Aim -
Write out exactly, with no other output, the lines below from the one that contains "Can you find the man's ear" through the end.

[Data items]
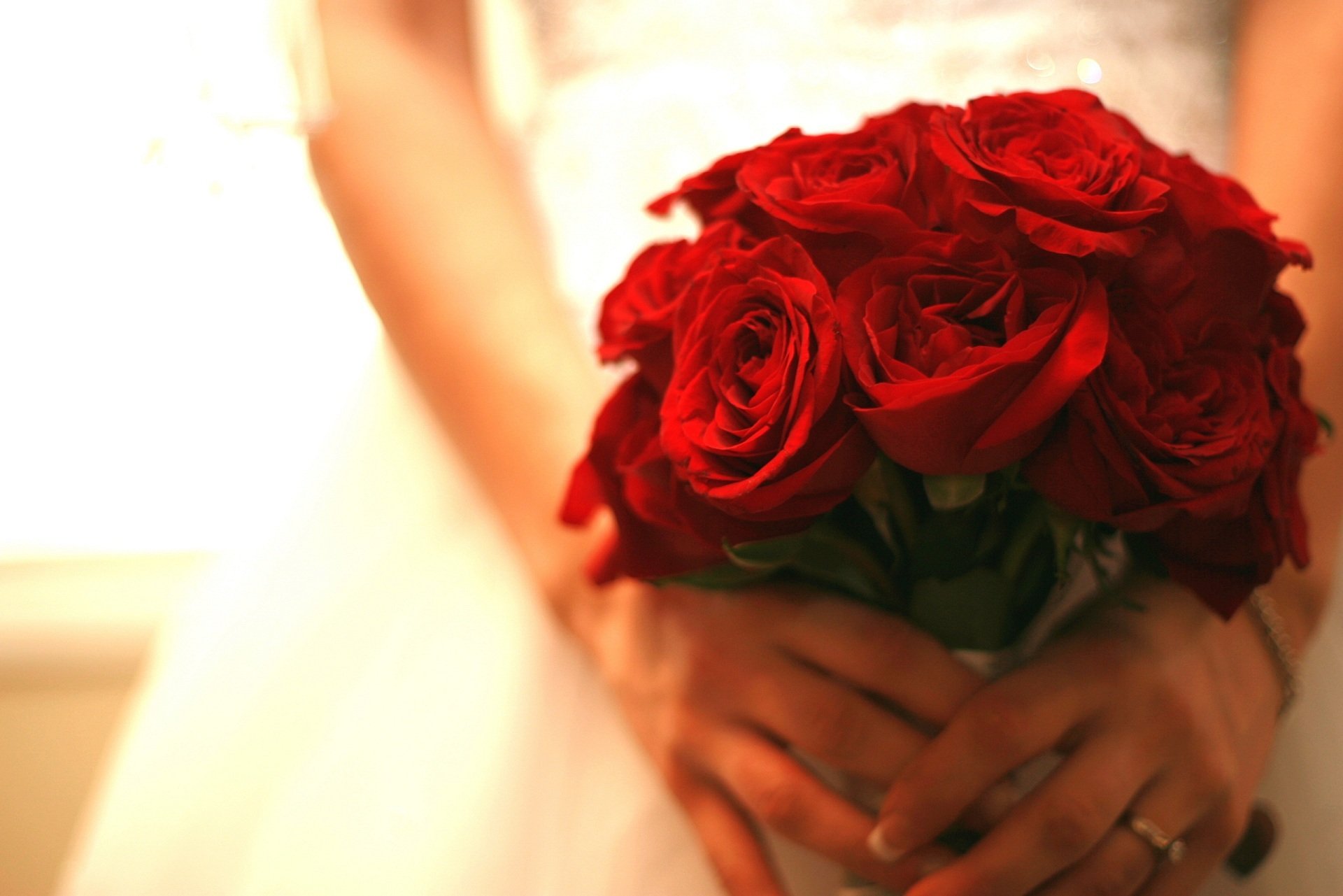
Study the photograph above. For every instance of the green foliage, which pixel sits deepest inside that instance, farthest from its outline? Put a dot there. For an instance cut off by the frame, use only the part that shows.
(969, 557)
(954, 492)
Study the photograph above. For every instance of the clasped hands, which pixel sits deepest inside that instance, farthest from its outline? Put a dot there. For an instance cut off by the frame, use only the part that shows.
(1165, 712)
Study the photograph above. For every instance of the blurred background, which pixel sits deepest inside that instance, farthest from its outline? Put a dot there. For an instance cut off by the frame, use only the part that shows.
(179, 328)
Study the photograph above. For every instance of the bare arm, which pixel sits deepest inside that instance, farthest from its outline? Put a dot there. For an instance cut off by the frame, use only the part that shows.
(715, 688)
(434, 220)
(1288, 148)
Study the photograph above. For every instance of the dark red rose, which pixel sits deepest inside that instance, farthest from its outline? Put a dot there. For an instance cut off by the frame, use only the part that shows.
(713, 194)
(1224, 559)
(754, 418)
(637, 313)
(1058, 169)
(963, 360)
(1162, 426)
(1214, 252)
(661, 527)
(1197, 441)
(861, 182)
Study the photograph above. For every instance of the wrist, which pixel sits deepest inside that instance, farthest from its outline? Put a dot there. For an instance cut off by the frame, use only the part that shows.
(578, 605)
(1276, 642)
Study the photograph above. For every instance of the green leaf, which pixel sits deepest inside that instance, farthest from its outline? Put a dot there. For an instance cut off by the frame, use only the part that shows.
(972, 611)
(872, 496)
(1063, 528)
(1029, 531)
(832, 557)
(766, 555)
(954, 492)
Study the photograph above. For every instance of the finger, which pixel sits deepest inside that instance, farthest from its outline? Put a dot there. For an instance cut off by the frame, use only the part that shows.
(881, 653)
(829, 720)
(1058, 824)
(731, 843)
(1208, 844)
(1125, 860)
(782, 794)
(998, 730)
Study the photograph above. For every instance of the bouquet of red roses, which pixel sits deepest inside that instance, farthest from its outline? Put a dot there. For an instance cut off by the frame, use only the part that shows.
(937, 362)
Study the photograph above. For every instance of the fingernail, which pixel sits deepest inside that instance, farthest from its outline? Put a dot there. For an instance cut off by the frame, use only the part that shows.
(881, 848)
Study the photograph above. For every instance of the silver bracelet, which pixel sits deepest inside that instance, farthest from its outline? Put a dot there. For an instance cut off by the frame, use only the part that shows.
(1279, 646)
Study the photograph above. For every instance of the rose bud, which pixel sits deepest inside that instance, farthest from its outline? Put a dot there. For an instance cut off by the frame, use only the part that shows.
(960, 357)
(754, 417)
(1058, 169)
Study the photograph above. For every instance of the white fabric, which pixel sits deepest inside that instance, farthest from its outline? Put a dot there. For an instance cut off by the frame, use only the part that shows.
(376, 704)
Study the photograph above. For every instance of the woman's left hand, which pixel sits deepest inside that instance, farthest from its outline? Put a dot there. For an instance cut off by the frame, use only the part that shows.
(1163, 712)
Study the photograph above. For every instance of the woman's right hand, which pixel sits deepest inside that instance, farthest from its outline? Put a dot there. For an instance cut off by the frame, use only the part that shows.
(719, 685)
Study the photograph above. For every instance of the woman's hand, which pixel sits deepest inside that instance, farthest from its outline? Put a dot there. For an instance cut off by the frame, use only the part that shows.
(1165, 712)
(718, 687)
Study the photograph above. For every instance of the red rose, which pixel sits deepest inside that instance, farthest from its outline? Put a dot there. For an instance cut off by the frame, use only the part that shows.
(1214, 252)
(842, 183)
(754, 417)
(1198, 441)
(661, 527)
(963, 360)
(1058, 169)
(637, 313)
(1162, 426)
(713, 194)
(1223, 559)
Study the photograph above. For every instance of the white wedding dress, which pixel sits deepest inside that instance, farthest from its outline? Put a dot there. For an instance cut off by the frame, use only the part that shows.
(378, 704)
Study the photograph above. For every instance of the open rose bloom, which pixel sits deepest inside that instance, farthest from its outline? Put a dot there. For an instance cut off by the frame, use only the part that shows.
(935, 360)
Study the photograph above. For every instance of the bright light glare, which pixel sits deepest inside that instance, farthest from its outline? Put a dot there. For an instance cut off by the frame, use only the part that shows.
(178, 321)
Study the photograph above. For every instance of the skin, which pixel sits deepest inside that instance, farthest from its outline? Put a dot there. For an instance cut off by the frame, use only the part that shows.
(1178, 719)
(1169, 713)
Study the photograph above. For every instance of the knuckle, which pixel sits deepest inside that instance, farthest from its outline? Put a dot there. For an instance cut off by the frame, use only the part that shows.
(1216, 774)
(772, 797)
(1002, 723)
(1122, 875)
(1071, 827)
(833, 728)
(1177, 711)
(893, 642)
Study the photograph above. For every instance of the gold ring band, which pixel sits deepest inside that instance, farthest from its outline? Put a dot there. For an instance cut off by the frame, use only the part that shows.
(1166, 846)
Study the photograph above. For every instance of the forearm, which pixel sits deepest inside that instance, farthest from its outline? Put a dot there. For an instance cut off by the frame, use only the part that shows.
(434, 222)
(1288, 148)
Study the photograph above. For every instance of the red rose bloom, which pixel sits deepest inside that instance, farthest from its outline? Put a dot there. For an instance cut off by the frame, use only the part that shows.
(637, 313)
(963, 359)
(1198, 441)
(662, 528)
(1056, 169)
(1214, 252)
(1223, 559)
(841, 183)
(713, 194)
(1162, 426)
(627, 472)
(754, 418)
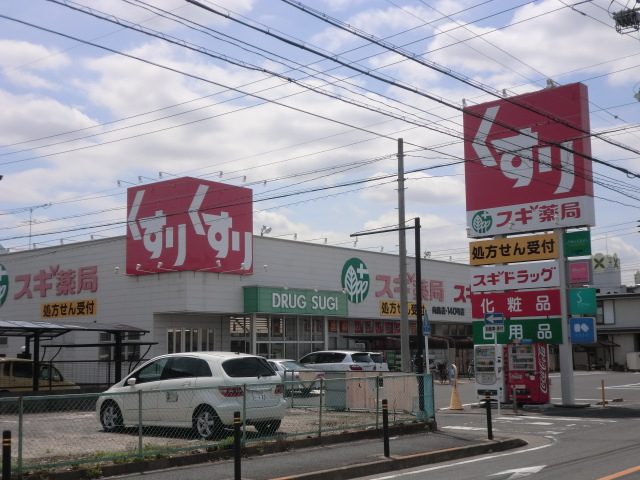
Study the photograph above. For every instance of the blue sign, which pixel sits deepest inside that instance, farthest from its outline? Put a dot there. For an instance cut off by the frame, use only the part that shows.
(583, 329)
(494, 318)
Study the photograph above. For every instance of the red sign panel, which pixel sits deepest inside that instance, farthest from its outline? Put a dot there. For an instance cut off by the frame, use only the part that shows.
(526, 303)
(189, 224)
(525, 169)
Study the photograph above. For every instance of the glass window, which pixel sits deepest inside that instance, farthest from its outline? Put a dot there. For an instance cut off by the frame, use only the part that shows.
(262, 330)
(23, 369)
(151, 372)
(247, 367)
(277, 327)
(207, 340)
(187, 367)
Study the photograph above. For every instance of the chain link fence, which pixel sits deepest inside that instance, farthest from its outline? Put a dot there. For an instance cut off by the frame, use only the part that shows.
(78, 429)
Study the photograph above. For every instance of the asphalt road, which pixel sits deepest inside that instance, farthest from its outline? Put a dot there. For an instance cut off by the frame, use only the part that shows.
(592, 443)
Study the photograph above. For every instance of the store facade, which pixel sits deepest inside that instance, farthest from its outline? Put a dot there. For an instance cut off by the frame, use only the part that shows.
(295, 300)
(191, 272)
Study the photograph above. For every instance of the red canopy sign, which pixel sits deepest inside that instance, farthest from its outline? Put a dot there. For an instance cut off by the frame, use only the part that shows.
(525, 170)
(189, 224)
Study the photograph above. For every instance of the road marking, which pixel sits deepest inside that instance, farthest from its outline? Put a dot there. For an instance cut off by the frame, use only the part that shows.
(465, 462)
(620, 474)
(463, 428)
(520, 472)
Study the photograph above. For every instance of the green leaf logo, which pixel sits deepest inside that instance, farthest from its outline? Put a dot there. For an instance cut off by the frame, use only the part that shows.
(481, 222)
(355, 280)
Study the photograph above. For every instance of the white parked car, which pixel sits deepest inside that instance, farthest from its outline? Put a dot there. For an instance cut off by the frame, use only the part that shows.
(297, 377)
(341, 360)
(381, 363)
(199, 390)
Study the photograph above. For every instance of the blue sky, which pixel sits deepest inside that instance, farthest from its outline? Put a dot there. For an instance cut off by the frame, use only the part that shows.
(105, 103)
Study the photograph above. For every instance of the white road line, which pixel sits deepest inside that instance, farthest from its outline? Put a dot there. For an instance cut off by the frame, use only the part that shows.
(465, 462)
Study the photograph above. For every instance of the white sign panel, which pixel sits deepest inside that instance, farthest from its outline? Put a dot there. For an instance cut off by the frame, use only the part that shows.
(515, 277)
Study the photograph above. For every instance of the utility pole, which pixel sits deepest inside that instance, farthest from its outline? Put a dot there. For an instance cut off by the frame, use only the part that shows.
(405, 346)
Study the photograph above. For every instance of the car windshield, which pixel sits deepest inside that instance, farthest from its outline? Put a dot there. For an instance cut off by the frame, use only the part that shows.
(361, 357)
(377, 357)
(247, 367)
(293, 366)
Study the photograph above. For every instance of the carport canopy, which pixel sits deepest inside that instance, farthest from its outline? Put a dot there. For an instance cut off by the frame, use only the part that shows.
(38, 331)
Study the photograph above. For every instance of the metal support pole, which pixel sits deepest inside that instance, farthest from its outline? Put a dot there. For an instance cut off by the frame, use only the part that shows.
(405, 348)
(419, 356)
(565, 348)
(6, 455)
(237, 442)
(385, 426)
(487, 403)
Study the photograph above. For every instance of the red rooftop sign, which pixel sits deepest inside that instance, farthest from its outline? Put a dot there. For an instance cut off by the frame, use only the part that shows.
(525, 163)
(189, 224)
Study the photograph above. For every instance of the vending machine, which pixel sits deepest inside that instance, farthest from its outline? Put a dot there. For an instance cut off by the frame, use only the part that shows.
(489, 369)
(527, 373)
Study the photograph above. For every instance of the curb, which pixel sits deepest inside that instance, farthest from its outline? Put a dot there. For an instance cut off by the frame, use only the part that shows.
(411, 461)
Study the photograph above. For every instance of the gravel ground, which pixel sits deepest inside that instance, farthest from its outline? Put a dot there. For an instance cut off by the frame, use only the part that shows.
(60, 437)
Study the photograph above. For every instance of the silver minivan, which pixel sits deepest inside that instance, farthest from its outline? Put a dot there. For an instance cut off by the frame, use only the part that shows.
(339, 360)
(199, 390)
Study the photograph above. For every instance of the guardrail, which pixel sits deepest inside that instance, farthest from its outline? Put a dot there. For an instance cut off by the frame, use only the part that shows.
(65, 431)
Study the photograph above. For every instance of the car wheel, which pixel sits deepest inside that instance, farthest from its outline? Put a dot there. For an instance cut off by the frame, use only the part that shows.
(206, 423)
(268, 428)
(111, 417)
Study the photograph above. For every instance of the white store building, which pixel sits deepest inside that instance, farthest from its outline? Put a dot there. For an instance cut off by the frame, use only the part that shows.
(299, 297)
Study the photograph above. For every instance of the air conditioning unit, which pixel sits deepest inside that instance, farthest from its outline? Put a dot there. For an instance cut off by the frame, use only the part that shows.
(633, 360)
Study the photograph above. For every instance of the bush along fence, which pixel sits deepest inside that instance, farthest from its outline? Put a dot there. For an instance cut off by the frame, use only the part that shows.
(74, 431)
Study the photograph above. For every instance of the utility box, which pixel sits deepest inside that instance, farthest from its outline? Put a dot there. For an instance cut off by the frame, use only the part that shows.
(633, 360)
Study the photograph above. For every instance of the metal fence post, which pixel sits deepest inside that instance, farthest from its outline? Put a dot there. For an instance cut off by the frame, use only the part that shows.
(385, 426)
(322, 393)
(6, 455)
(20, 431)
(140, 425)
(378, 385)
(487, 402)
(244, 412)
(237, 452)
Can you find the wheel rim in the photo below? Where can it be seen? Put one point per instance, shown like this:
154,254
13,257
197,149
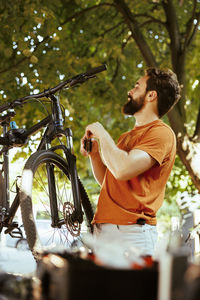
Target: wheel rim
49,236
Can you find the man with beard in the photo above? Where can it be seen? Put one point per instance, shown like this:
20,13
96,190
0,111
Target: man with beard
133,173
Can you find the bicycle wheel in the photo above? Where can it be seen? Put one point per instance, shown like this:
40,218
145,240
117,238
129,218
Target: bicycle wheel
37,209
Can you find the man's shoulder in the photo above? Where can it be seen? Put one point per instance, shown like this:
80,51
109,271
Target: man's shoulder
161,128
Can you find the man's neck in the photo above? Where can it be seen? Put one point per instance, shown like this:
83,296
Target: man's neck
143,119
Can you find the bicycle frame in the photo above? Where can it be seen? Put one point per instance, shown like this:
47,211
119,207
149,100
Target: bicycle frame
54,123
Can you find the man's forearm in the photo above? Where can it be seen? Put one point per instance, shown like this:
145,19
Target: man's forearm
98,167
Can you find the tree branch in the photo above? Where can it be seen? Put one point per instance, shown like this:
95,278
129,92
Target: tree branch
24,58
194,31
136,33
151,18
189,25
112,28
172,28
83,11
196,135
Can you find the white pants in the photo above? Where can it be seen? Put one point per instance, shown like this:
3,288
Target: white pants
141,237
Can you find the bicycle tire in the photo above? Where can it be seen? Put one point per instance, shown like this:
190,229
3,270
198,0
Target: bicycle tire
37,162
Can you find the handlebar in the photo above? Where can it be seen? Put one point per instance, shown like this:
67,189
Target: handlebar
78,79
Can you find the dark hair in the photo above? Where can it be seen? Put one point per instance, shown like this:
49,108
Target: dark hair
165,83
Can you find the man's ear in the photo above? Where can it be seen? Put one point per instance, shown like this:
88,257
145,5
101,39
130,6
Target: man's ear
151,96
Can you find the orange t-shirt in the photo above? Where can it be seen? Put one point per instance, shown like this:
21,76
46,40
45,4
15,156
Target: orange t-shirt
123,202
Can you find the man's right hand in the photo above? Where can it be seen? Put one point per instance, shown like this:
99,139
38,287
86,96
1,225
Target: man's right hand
95,147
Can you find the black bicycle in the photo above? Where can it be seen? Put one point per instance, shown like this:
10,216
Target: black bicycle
49,183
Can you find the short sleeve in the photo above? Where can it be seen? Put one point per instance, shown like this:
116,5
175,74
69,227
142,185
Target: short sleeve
157,142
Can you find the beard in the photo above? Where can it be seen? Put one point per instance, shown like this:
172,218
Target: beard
133,105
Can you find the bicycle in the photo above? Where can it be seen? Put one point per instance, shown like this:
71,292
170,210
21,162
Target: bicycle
53,165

Completed exercise -
Can you find the man's ear in the photo above? Where can it be seen? Put one point per instance, shown like this:
88,257
145,5
101,39
130,6
Target: man's ear
151,96
Can you find the orange t-shirt in the photo above? Where can it be seen? Put one point per instance, shown like this:
21,76
46,40
45,4
15,156
Target: orange t-shirt
123,202
Can you find the man's right hand in the photo above? Where can it be seen? Put one point per instance, shown like this:
99,139
38,287
86,96
1,225
Target: man's right hand
95,147
Can you find the black bicycle in the photo above? Where can it be seen? Put one point per instance, shown like this:
10,216
Target: black bicycle
49,183
Can you find the short sleeve in the photo above? Where can it be seen? Put one point per instance, shown like this:
116,5
175,74
69,227
142,185
Target: short sleeve
157,142
Can you find the beard in the photo above? Where can it be seen? Put one point per instance, shown like this:
172,218
Target: beard
133,105
Can you find the bicycle in the photo above? Where can it be seen? Put one point per instance, shown like this:
71,292
170,210
21,162
Target: bicycle
53,165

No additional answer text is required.